== WORK TO COMPLETE ==
Leaving out the pictures, copy each record below exactly.

== INFORMATION GIVEN ==
================
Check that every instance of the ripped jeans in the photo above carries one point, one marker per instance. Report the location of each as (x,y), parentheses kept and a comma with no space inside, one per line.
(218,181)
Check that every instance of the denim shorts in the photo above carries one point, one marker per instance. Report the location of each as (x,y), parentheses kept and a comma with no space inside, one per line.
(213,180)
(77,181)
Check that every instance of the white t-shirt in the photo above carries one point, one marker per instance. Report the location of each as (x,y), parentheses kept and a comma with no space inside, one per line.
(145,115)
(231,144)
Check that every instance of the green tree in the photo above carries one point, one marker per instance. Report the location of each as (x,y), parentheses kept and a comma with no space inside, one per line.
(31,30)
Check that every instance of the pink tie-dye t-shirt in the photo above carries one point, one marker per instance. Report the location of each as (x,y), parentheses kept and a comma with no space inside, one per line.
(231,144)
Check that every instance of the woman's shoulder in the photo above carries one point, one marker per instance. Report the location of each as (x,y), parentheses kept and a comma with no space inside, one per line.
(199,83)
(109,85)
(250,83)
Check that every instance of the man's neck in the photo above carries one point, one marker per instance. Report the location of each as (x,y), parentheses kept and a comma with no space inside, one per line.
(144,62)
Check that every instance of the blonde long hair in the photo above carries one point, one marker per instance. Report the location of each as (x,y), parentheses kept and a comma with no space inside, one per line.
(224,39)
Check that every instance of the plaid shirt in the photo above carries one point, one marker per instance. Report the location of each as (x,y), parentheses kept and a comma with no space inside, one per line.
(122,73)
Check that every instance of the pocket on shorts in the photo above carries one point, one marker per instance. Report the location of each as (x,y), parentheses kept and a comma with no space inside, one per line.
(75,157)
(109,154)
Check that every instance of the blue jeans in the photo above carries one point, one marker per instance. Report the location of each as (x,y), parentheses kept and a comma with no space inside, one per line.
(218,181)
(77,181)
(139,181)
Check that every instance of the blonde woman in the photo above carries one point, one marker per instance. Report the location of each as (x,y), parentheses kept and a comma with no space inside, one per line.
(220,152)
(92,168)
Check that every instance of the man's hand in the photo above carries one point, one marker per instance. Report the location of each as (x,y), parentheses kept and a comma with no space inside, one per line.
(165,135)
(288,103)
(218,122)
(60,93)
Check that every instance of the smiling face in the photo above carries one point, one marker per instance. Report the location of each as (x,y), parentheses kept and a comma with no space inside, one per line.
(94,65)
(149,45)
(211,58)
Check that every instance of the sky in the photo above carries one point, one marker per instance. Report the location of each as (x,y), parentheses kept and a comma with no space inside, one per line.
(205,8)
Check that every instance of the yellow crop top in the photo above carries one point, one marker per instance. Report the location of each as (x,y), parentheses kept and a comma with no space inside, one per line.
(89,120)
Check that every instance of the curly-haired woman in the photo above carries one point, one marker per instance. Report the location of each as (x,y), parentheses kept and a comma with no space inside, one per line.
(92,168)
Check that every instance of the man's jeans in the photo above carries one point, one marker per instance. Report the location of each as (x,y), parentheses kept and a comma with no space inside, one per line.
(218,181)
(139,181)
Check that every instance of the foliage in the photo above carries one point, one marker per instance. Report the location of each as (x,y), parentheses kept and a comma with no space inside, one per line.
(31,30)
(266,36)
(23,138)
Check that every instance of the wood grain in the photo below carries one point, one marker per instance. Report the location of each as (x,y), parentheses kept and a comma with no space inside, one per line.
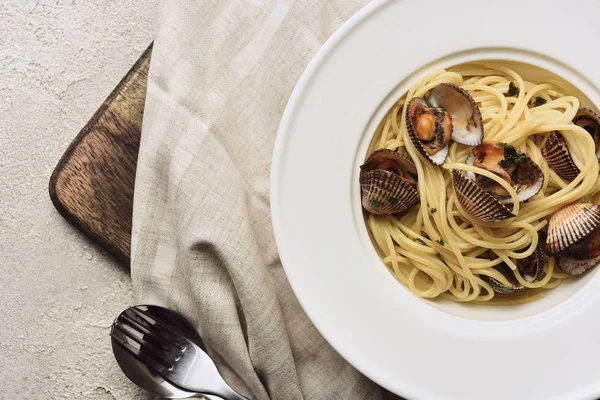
(92,185)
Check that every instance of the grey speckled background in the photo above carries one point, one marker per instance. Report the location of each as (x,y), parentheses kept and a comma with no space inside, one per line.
(59,59)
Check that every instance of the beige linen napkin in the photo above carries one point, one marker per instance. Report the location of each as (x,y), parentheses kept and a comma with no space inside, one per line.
(221,75)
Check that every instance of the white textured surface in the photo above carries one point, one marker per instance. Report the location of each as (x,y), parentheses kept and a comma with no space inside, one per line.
================
== WRITTEN RESPONSE ==
Check that every instance of the ripped jeans in the photo above carries one point, one marker per instance. Report the location of each as (x,y), parentheses kept and a comma with no space inside, one per line.
(218,181)
Check that every instance of the denim shorts in the photo above carries one point, one marker per instance. Report the location of each as (x,y), parentheses kept and a comma with no space inside, one per line.
(213,180)
(77,181)
Check that every instance of the white t-shirt in the photo above carries one point, one marker per instance. Report the location of each as (x,y), parentheses kept and a comma with no space inside, one per line.
(145,115)
(231,144)
Check that every instance of the green tree in the photo above carries one point, one marker per instance. Report the location of each as (x,y), parentheses kept and a comma with no space inside, one per line.
(31,30)
Check that every instance of the pink tie-dye t-shirt in the photo above carries one point, one marker per instance. Report the location of each as (x,y), parentheses kept and a comma with no space inside, one per line.
(231,144)
Check that every instance of the woman's shoulder in the photo above carries one point, one marker per instance. Report the location of each as (x,y), parentheses kept and a comma with no space inside, one per line.
(199,83)
(109,85)
(250,83)
Check that every instance of the man's neck in the photo above carries one point, one marker per instance. Report the location of each as (x,y), parentheses kept and a comma with no space inside, one per line.
(144,62)
Check that every instance of the blonde long hair in the photo above carries one point, one marker per instance. Report the location of each as (x,y), parentheses kept and a comma with no space inside, one per line.
(224,39)
Check that every instance of the plaid shirt in the photo above carries one point, one marker per instance. Report the location of each as (x,y), parentheses kept and a comma with no space inside, one per line.
(122,73)
Check that every instance of the pocket on shorts in the photo above carries one point, one marker per instance. Report the location of each as (x,y), parentheses kept and a comma with no space inside, one per line.
(75,157)
(109,154)
Check that every instance of the blue jeans in the photo above carries one point, one marker per instance. Report the location of each as (x,y), parentheses kept and a comma with no space inside, one per line.
(218,181)
(77,181)
(139,181)
Check that every instance of the blonde woman in the photo above carries one point, one marker per instance. Report the location of each as (x,y), parentheses kept and a comma with no space inside, one per line.
(220,152)
(92,168)
Check that every instance of the man's hand in the photo above carries one point, one marker per instance. Report the location of each as (x,y), parentheses kept and a comma with no space inside, one per line.
(165,135)
(288,103)
(218,122)
(60,93)
Check that every instance of the smiling face in the photo above carries one point, one marker per instance. Report the location of each as (x,y), parentheses kept and a comma with no space inside, one per line.
(94,65)
(149,45)
(211,58)
Check that every instance of the sky in the photo above carries one point, one marker per instance. Report the location of each as (x,y), parentheses kept and a comma with no space inside, one per line.
(205,8)
Check that every instance of the yellow crop top in the photo above carries one point, one marker per instance. Report the location of each as (x,y), parentheses kept and a comma with no space inside, one per line.
(89,120)
Check that every instance of the curly-haired woman in the photo above carries one point, one marker per instance. Report the location of each as (x,y), parentheses kept and a comma with no space inside, one per line.
(92,168)
Check that every instance of the man's jeans in the photo above carries one point, one marker per instance. Report the location of each as (x,y), parentheses kept and a comma with no space inside, one per line.
(218,181)
(139,181)
Check that every instance of the foliage in the photo above carries one point, one marker per instance. Report the location of each as (x,y), parentheses kept and a comma with no space inside, one per line.
(31,30)
(266,36)
(23,138)
Check that every instance of the wood grain in the photo below carries one point, one marker per instance. Report the location of each as (x,y), parentheses kept and a comma with no space inside, one per line.
(92,185)
Check that every instance of the grey speckled background in the photo above carries one point, one marker per instance. Report the location of each as (x,y), parentheses kept and a comma with no space inside, one per line.
(59,59)
Check that every instance of the beige linen napkin in the photo above carries one point, one marker per instance. Report the location of each as (x,y), parentheses kept and a comma with no space inside, one per line.
(221,75)
Check that every instance of the white textured surface in the photo above carries one point, one marker per instance. Report the location of each as (x,y), parentheses kept and a comma with no space inside, one per line.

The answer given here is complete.